Write out every line of the listing below again, including the requests. Add 77 to each number in the SVG answers, both the viewBox values and the path coordinates, and leave the pictures out.

[Spatial annotation listing]
______
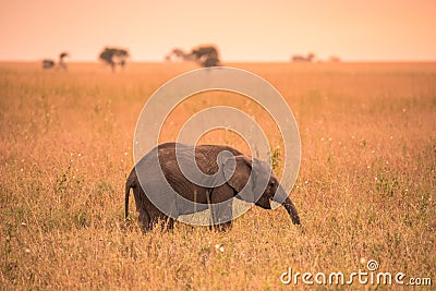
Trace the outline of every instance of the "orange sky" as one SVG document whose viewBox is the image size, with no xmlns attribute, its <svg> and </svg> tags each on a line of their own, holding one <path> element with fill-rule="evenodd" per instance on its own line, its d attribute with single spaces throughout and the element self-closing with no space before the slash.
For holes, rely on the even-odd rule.
<svg viewBox="0 0 436 291">
<path fill-rule="evenodd" d="M 95 61 L 105 46 L 134 61 L 216 44 L 226 61 L 436 60 L 435 0 L 0 0 L 0 60 Z"/>
</svg>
______
## Correct result:
Trace the outline of every instance of the "orange sky" as one SVG document whose viewBox is the image size, with no xmlns attribute, its <svg> and </svg> tags each on a line of their own, holding one <path> element with fill-rule="evenodd" per instance on its own line, its d attribute with single spaces throughout and the element self-closing with no space before the slash.
For holes, rely on the even-odd rule.
<svg viewBox="77 77 513 368">
<path fill-rule="evenodd" d="M 172 138 L 182 123 L 211 138 L 293 121 L 303 138 L 513 137 L 512 77 L 77 77 L 77 137 Z"/>
</svg>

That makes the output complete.